STUDY MATERIAL:
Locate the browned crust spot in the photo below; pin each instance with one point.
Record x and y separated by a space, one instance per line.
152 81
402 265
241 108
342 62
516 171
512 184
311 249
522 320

...

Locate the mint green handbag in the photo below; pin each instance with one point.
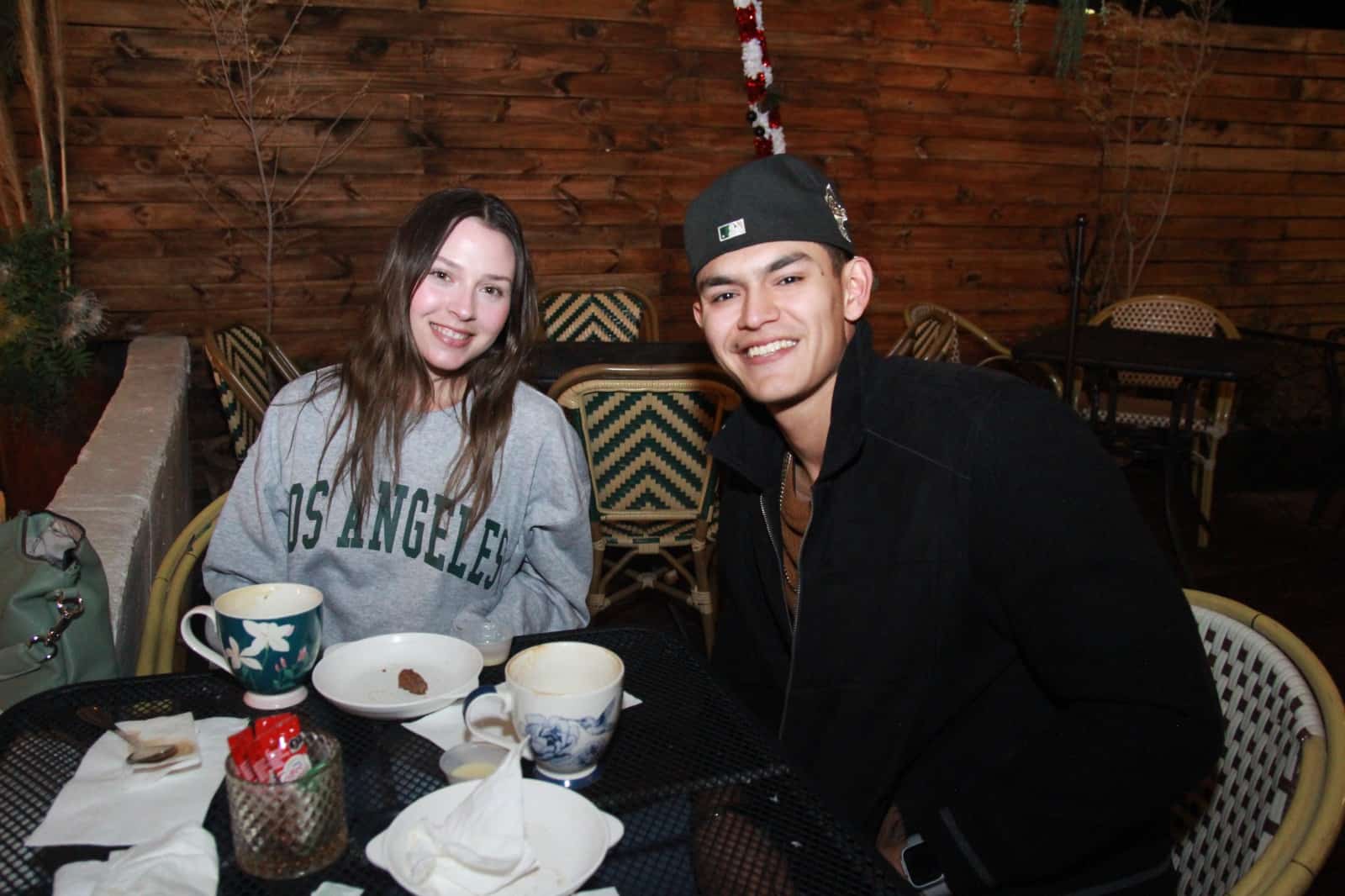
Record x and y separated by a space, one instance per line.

REQUIRED ACTION:
Search the entries for "Locate" and copy out each line that has it.

RESPONSE AREA:
Locate the browned crust spot in the photo below; pin each instance with one point.
Locate the mint green handbag in the photo below; pin each instance with one point.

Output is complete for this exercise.